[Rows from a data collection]
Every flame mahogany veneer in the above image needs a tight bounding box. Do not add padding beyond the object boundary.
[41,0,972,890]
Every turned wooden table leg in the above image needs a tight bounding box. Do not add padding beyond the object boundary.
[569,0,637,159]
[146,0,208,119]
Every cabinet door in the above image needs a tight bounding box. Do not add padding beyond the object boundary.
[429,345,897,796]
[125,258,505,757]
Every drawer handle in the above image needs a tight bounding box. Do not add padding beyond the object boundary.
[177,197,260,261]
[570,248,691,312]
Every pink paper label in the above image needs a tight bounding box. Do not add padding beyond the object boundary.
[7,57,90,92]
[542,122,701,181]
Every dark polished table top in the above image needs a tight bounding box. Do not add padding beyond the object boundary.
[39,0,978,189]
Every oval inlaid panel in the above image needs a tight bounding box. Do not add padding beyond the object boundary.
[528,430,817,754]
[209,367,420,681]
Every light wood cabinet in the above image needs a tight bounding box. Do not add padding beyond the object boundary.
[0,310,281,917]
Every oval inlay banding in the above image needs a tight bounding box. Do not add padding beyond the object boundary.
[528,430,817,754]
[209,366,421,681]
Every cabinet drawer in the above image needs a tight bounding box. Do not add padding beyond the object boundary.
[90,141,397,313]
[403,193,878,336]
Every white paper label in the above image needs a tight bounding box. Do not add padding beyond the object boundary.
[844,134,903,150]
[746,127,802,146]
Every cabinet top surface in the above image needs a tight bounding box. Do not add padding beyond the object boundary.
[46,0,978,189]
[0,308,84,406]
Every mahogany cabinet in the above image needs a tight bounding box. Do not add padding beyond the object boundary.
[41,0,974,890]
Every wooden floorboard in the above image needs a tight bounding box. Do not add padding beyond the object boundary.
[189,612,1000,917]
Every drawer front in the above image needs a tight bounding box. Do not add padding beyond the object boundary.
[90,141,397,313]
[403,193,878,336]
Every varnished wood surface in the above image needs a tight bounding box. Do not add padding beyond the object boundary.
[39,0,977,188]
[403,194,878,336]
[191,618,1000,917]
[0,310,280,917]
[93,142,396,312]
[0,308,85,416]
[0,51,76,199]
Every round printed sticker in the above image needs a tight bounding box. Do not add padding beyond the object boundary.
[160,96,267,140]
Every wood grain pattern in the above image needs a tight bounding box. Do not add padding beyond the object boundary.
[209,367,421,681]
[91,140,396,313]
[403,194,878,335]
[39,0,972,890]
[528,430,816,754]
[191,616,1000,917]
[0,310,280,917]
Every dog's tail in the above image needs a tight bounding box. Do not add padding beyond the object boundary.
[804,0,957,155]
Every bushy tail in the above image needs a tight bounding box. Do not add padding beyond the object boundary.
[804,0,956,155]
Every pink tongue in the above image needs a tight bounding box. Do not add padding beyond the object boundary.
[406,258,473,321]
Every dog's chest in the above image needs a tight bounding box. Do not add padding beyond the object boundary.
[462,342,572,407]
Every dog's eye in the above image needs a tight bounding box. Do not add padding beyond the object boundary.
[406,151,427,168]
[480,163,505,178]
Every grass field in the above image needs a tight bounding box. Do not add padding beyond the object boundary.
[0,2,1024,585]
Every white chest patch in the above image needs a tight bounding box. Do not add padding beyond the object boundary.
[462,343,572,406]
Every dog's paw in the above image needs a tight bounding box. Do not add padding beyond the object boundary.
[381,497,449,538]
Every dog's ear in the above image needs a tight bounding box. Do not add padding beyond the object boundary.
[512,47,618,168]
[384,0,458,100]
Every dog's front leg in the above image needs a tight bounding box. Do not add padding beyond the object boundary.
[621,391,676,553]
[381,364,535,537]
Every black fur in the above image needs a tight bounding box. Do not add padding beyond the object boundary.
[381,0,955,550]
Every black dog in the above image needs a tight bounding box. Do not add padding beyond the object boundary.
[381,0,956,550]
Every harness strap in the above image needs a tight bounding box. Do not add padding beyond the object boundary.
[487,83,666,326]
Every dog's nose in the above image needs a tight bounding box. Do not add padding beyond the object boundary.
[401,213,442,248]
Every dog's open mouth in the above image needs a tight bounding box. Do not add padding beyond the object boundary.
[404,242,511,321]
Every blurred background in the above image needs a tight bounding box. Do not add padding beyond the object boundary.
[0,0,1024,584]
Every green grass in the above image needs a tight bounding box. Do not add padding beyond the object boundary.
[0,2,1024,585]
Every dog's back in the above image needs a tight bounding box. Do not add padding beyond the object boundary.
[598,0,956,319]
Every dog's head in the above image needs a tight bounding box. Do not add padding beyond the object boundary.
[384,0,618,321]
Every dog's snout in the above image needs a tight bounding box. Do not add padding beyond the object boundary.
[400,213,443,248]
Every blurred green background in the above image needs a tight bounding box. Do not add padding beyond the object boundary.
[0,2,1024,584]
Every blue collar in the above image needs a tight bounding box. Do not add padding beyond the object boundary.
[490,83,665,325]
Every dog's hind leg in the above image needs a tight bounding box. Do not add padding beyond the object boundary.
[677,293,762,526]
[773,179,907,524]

- _Instruction_
Rewrite all of the rows above, changing "tight bounding box" to "close-fitting bounding box" everywhere it appears and leaving everything else untouched.

- _Output of the task_
Every flame mahogany veneer in the above image needs a close-fitting bounding box. Do not add padding beyond the object boundary.
[41,0,972,890]
Every turned wooden table leg in the above image needs a close-fitting bounding box. Do not add padding beyond the object boundary.
[569,0,637,159]
[146,0,208,119]
Every cabinet door in the above image needs a close-fitting bounding box. Do not add padding beyond the object boundary.
[429,345,897,796]
[125,258,505,757]
Every drawer handle in the above image needs a close-fitting bounding box. Do not add padding beyond the object boundary.
[177,197,260,261]
[570,248,691,312]
Every pink paper label in the above image needs a close-fitting bounding box. Do not add padding beyond the object boundary.
[7,57,90,92]
[542,122,701,181]
Every dark polished table top in the above image needs a close-fitting bounding box. Do not add padding beyond the object boundary.
[39,0,978,189]
Every oval inlaid panel in the above image needs a close-fitting bounding box. Do not add padding beyond the object boundary.
[528,430,817,754]
[209,367,420,681]
Every light wood cabinet in the above image needs a close-fitting bounding box. Do not add padding beyond the object boundary.
[0,310,281,917]
Every oval inlay banding in the above image needs a close-fitting bounding box. Do not add padding beyond the object boundary.
[528,430,817,754]
[209,366,421,681]
Every cabinet drawer in the above image needs a close-fitting bounding box. Do not add padding beyond the object boundary.
[90,141,397,313]
[403,193,878,336]
Every white paper label in the above image needs a close-fitting bounding box. Do not add padding beyond the object boundary.
[844,134,903,150]
[746,127,802,146]
Every cabinet top surface in the above image needs a close-fitting bounding box. Do not add padding beyond the object boundary.
[46,0,978,189]
[0,308,84,406]
Every mahogany cabinet in the above image needs a close-fitting bounding box. Do not add padding beyond the object boundary.
[41,0,974,890]
Every wooden floorboard in the above image needs a close-fitting bounding box. Do not add padding beyond the object boundary.
[189,612,1000,917]
Every drawer front in the above image needs a close-fitting bounding box. Do not add padding beyond the object boundary.
[90,141,397,313]
[403,193,878,336]
Every varnished wood surface in the above image needs a close-fitting bounding box. Do not add padding beyond the object boundary.
[39,0,977,188]
[403,194,878,336]
[191,618,1000,917]
[0,310,280,917]
[93,142,396,312]
[0,308,85,416]
[0,51,76,199]
Every round printed sticker in the above image needs a close-fitting bounding box. Do not add padding beyond the object boundary.
[160,96,267,140]
Every wood grain pattern in the above image needs a close-fitting bounding box. Do not add padding beyond the object boundary.
[209,367,421,681]
[91,140,396,313]
[403,194,878,335]
[39,0,972,890]
[528,430,816,754]
[191,616,1000,917]
[0,310,280,917]
Every dog's tail in the above image needs a close-fitting bounding box. Do not add padding beyond the object boundary.
[804,0,957,155]
Every bushy tail in the above image needs a close-fitting bounding box. Do not add padding beyond the object boundary.
[804,0,956,155]
Every pink tongue in the above image needs a close-fitting bounding box. Do not add padding beyond the object boundary.
[406,258,473,321]
Every dog's chest in the above image needs a close-fitting bounding box. Do not add padding beyond the object boundary.
[462,342,572,407]
Every dog's eye in the above image needs a close-fitting bounding box. Do not add padding beyond the object boundary.
[406,151,427,168]
[480,163,505,178]
Every grass field in the above image needs a close-fitting bounding box. Do not add padding beyond the object boundary.
[0,2,1024,585]
Every white chest patch in the above image needs a close-fitting bounding box. Do not add padding beyond the object boundary.
[462,343,572,406]
Every dog's paw in the above image needs a close-fitting bounding box. Do not add padding beyond the object boundary.
[381,497,449,538]
Every dog's ear in the above image needs a close-fitting bounding box. Do not add padding beyond the object boundary.
[512,47,618,168]
[384,0,458,100]
Every dog's front leg in the above image needs a close-fitting bounding box. Do not add padding beyond the object boundary.
[621,391,676,553]
[381,364,535,537]
Every black fur in the above image needs a close-fitting bounding box. Do not add padding beyond the object boundary.
[381,0,955,550]
Every black dog in the above image needs a close-fitting bounding box. Do not add padding beyond the object boundary.
[381,0,956,550]
Every harness strap in the above image needs a close-fitting bounding box. Do not add padding beyond the object boundary.
[487,83,666,326]
Every dog's nose in the above image needs a close-fitting bounding box. Do not add padding beyond the object boundary.
[401,213,442,248]
Every dog's open mouth in the above image needs a close-fitting bounding box. Do not add padding beyond the object boundary.
[404,242,511,321]
Every blurred background in the above image needs a close-fitting bounding box. Do not add padding beyond the object boundary.
[0,0,1024,584]
Every green grass in the above image needs a close-fitting bounding box. Do not add padding beyond the object boundary.
[0,2,1024,585]
Every dog's back in the above image needs a close-fitting bounding box. Do not add padding beyond the object boundary.
[598,0,956,319]
Every dog's head in the above image needs a close-fitting bounding box. Do not add padding beyond the object boundary.
[384,0,618,321]
Every dog's snout in the above image needs a close-fitting bounding box. Do not add padding beyond the object boundary.
[400,213,443,248]
Every blurred green background in the above image needs a close-fitting bounding box. Do not add padding beyond the object boundary.
[0,2,1024,584]
Every blue collar in the above image needs a close-fitting bounding box. Do not add padding beyond the object boundary.
[490,83,665,325]
Every dog's hind leg in the above image needs a close-fitting bounding box. Do not add padding beyond the object boundary.
[677,293,762,526]
[773,179,907,524]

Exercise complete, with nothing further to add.